Go through the data and copy each line that holds "item".

→ Stored data entries:
========================================================================
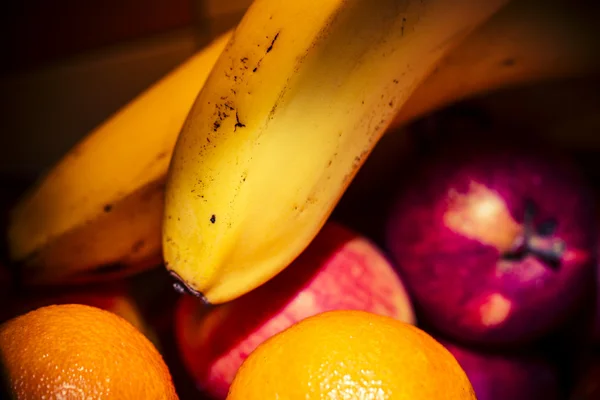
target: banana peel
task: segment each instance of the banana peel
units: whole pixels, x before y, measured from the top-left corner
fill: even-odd
[[[289,265],[409,96],[506,3],[255,0],[171,159],[163,255],[176,287],[218,304]]]
[[[595,72],[600,35],[594,17],[568,2],[508,4],[443,58],[390,130],[476,94]],[[173,147],[230,35],[111,116],[23,197],[7,236],[26,282],[113,279],[160,263]]]
[[[171,153],[230,36],[215,39],[108,118],[11,210],[9,256],[23,283],[112,279],[160,264]]]

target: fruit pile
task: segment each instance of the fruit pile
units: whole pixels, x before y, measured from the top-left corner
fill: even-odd
[[[495,97],[413,123],[411,156],[375,184],[367,163],[333,216],[389,254],[479,399],[600,398],[597,156],[499,118]],[[384,143],[375,156],[406,146]],[[367,201],[378,211],[357,218]]]
[[[0,398],[600,398],[596,155],[491,93],[591,14],[297,3],[3,185]]]

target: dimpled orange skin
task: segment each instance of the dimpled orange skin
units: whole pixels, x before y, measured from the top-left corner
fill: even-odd
[[[53,305],[7,321],[0,326],[0,356],[18,400],[177,399],[150,341],[95,307]]]
[[[422,330],[364,311],[309,317],[263,342],[227,400],[476,400],[456,359]]]

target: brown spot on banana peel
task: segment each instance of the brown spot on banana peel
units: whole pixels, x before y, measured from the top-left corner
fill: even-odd
[[[288,78],[288,82],[289,82],[289,78]],[[269,121],[272,120],[273,117],[275,117],[275,112],[277,111],[277,107],[279,107],[279,104],[283,101],[283,96],[286,93],[286,88],[287,88],[287,82],[284,86],[284,89],[279,93],[279,96],[277,96],[277,100],[275,100],[275,104],[273,104],[271,111],[269,111],[269,116],[267,117],[267,119]]]
[[[275,44],[275,42],[277,41],[277,38],[279,37],[279,33],[281,31],[277,32],[275,34],[275,37],[273,37],[273,40],[271,41],[271,44],[269,45],[269,47],[267,47],[267,52],[265,54],[269,54],[271,52],[271,50],[273,50],[273,45]]]
[[[266,52],[265,52],[265,56],[266,56],[267,54],[269,54],[269,53],[271,52],[271,50],[273,50],[273,46],[275,45],[275,42],[277,41],[277,38],[279,37],[279,34],[280,34],[280,33],[281,33],[281,31],[278,31],[278,32],[275,34],[275,36],[273,37],[273,40],[271,40],[271,44],[269,44],[269,47],[267,47],[267,50],[266,50]],[[267,38],[268,38],[268,36],[267,36]],[[260,46],[260,45],[259,45],[259,46]],[[262,63],[263,59],[264,59],[264,57],[263,57],[263,58],[261,58],[260,60],[258,60],[258,62],[256,63],[256,67],[254,67],[254,68],[252,69],[252,72],[256,72],[256,71],[258,71],[258,68],[260,68],[260,64]]]
[[[232,93],[235,95],[236,91],[234,89],[231,89]],[[221,100],[224,100],[223,103],[219,103],[215,105],[215,112],[214,112],[214,117],[215,117],[215,121],[213,122],[213,132],[217,132],[219,130],[219,128],[221,127],[222,123],[224,120],[226,120],[227,118],[230,117],[231,112],[233,110],[235,110],[235,107],[233,106],[233,102],[231,100],[227,100],[226,96],[222,96]],[[237,116],[236,116],[237,118]],[[238,122],[239,122],[239,118],[238,118]],[[210,138],[207,137],[207,142],[210,143]]]
[[[235,132],[237,130],[237,128],[245,128],[246,125],[242,124],[240,122],[240,114],[236,111],[235,112],[235,125],[233,126],[233,131]]]

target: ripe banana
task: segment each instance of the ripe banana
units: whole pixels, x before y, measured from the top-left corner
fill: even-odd
[[[592,20],[568,2],[508,4],[438,64],[392,125],[492,88],[595,71],[600,35],[588,28]],[[110,279],[160,261],[171,152],[229,37],[110,117],[22,199],[7,236],[28,282]]]
[[[567,0],[511,2],[444,58],[392,125],[500,87],[597,73],[598,17]]]
[[[223,303],[284,269],[409,95],[506,2],[255,0],[171,159],[163,256],[176,287]]]
[[[21,199],[7,236],[25,283],[109,279],[161,262],[171,153],[230,35],[110,117]]]

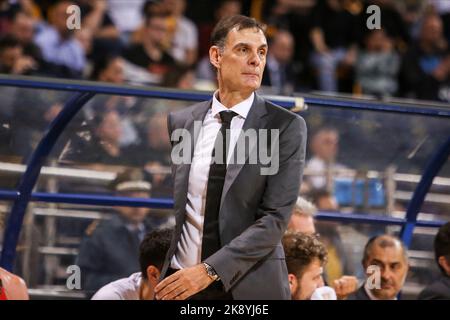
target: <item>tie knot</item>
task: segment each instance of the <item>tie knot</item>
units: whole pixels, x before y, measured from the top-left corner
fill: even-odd
[[[227,124],[227,126],[230,125],[231,120],[237,115],[238,114],[234,111],[220,111],[219,112],[219,116],[220,116],[220,119],[222,120],[222,123]]]

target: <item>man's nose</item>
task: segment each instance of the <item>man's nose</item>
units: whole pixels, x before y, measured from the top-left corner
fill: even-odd
[[[249,60],[249,64],[258,67],[261,63],[261,58],[257,52],[252,52]]]
[[[392,270],[389,268],[385,268],[381,272],[381,279],[383,279],[384,281],[389,281],[392,278],[392,275],[393,275]]]

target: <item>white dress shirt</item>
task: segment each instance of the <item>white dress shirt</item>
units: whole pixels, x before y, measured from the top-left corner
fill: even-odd
[[[247,114],[255,98],[252,93],[244,101],[231,108],[225,107],[217,100],[216,91],[213,95],[212,106],[206,113],[202,128],[197,138],[189,172],[189,185],[186,202],[186,220],[183,225],[177,251],[172,258],[171,267],[183,269],[201,262],[203,220],[205,215],[206,189],[208,185],[209,166],[212,161],[212,151],[217,133],[222,126],[219,112],[231,110],[238,114],[230,124],[230,147],[234,150],[239,133],[244,125]],[[227,155],[227,164],[233,152]]]
[[[139,300],[142,274],[133,273],[128,278],[108,283],[98,290],[91,300]]]

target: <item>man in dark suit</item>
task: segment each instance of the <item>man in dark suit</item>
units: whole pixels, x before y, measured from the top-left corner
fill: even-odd
[[[219,89],[168,116],[176,228],[156,298],[290,299],[281,238],[300,187],[306,125],[255,93],[268,49],[258,22],[226,18],[211,39]],[[268,132],[275,137],[264,139]]]
[[[409,270],[403,243],[387,234],[375,236],[364,248],[362,263],[367,279],[348,300],[396,300]]]
[[[128,170],[114,180],[115,194],[149,198],[151,184],[140,171]],[[148,208],[117,207],[109,220],[87,228],[76,264],[83,273],[83,289],[95,292],[105,284],[139,271],[139,244],[157,227],[147,219]]]
[[[419,294],[419,300],[450,300],[450,222],[439,229],[434,252],[442,275]]]

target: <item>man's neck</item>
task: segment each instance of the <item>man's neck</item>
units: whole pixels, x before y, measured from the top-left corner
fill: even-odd
[[[225,107],[231,108],[250,97],[252,93],[253,92],[227,91],[219,89],[216,98]]]
[[[139,287],[139,300],[154,300],[155,293],[147,284],[147,280],[142,278]]]

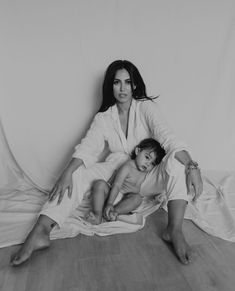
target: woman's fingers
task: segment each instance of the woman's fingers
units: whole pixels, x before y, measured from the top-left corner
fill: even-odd
[[[193,201],[196,201],[203,191],[203,183],[200,170],[199,169],[191,170],[186,178],[188,194],[192,193],[194,196]]]
[[[68,187],[68,197],[69,197],[69,198],[72,197],[72,192],[73,192],[73,186],[70,185],[70,186]]]
[[[186,178],[186,186],[187,186],[187,192],[188,192],[188,194],[190,193],[190,188],[191,188],[191,182],[190,182],[190,180],[189,180],[189,178],[188,178],[188,176],[187,176],[187,178]]]
[[[52,189],[51,193],[49,194],[49,201],[52,201],[55,199],[55,195],[56,195],[56,192],[58,190],[58,186],[55,185],[54,188]]]
[[[200,195],[202,194],[202,190],[203,190],[203,185],[202,185],[202,181],[199,181],[199,183],[197,185],[193,185],[194,187],[194,192],[195,192],[195,195],[193,197],[193,201],[196,201]]]
[[[62,190],[60,191],[59,198],[58,198],[58,201],[57,201],[57,205],[59,205],[61,203],[61,201],[62,201],[62,199],[64,197],[64,193],[65,193],[65,191],[62,191]]]
[[[58,180],[55,184],[54,188],[52,189],[51,193],[49,194],[49,201],[54,201],[58,197],[57,204],[60,204],[64,194],[68,190],[68,197],[71,198],[73,192],[73,184],[70,181],[65,180]]]
[[[51,195],[50,195],[50,198],[49,198],[49,201],[52,202],[54,201],[58,196],[60,197],[61,196],[61,193],[63,194],[63,190],[56,186],[53,191],[51,192]],[[63,198],[63,197],[62,197]]]
[[[66,189],[68,189],[68,197],[71,198],[72,197],[73,187],[69,186]],[[53,189],[53,191],[51,192],[51,194],[49,196],[49,201],[52,202],[57,197],[59,197],[57,204],[60,204],[62,199],[64,198],[64,194],[66,192],[66,189],[60,189],[60,188],[57,188],[57,187],[55,189]]]

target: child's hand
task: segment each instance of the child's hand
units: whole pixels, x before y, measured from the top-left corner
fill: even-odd
[[[113,208],[113,205],[112,204],[107,204],[105,206],[105,209],[104,209],[104,218],[106,220],[110,220],[110,212],[114,211],[114,208]]]

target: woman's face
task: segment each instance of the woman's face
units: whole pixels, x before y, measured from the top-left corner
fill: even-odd
[[[131,79],[126,69],[116,72],[113,80],[113,95],[117,103],[127,103],[132,100]]]

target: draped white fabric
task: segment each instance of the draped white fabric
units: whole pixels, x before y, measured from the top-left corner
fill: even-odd
[[[0,1],[0,115],[24,171],[51,187],[101,101],[115,59],[203,169],[235,169],[233,0]]]
[[[170,158],[173,158],[171,155]],[[35,223],[47,191],[39,188],[20,168],[12,155],[0,123],[0,247],[22,243]],[[208,175],[208,174],[207,174]],[[209,234],[235,242],[235,174],[214,175],[217,182],[204,178],[204,192],[197,203],[189,201],[185,218],[191,219]],[[115,222],[98,226],[82,219],[89,211],[87,199],[68,217],[61,228],[51,232],[51,239],[86,235],[111,235],[134,232],[145,224],[145,218],[165,205],[165,196],[144,201],[132,215],[123,215]]]
[[[201,168],[212,170],[216,186],[234,175],[233,0],[2,0],[0,35],[0,116],[15,157],[1,135],[1,211],[5,195],[26,201],[20,213],[29,196],[34,205],[33,214],[19,218],[15,242],[84,135],[115,59],[136,64],[148,94],[160,94],[172,129]],[[227,183],[225,192],[234,193]],[[11,236],[15,225],[8,229]]]

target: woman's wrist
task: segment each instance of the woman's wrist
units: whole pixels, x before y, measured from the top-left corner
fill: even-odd
[[[185,172],[188,175],[193,170],[200,170],[200,168],[199,168],[198,163],[196,161],[190,160],[185,165]]]
[[[81,165],[83,164],[83,161],[81,159],[72,158],[68,166],[65,168],[64,172],[68,174],[73,174]]]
========================================================================
→ Answer area:
target: <item>tie knot</item>
task: segment each instance of the <item>tie knot</item>
target: <item>man's nose</item>
task: segment each instance of the <item>man's nose</item>
target: <item>white dress shirt</item>
task: segment each instance of the <item>white dress shirt</item>
target: <item>man in dark suit</item>
task: segment each instance of the <item>man in dark suit</item>
target: <item>man's neck</item>
task: segment each instance of the <item>man's neck</item>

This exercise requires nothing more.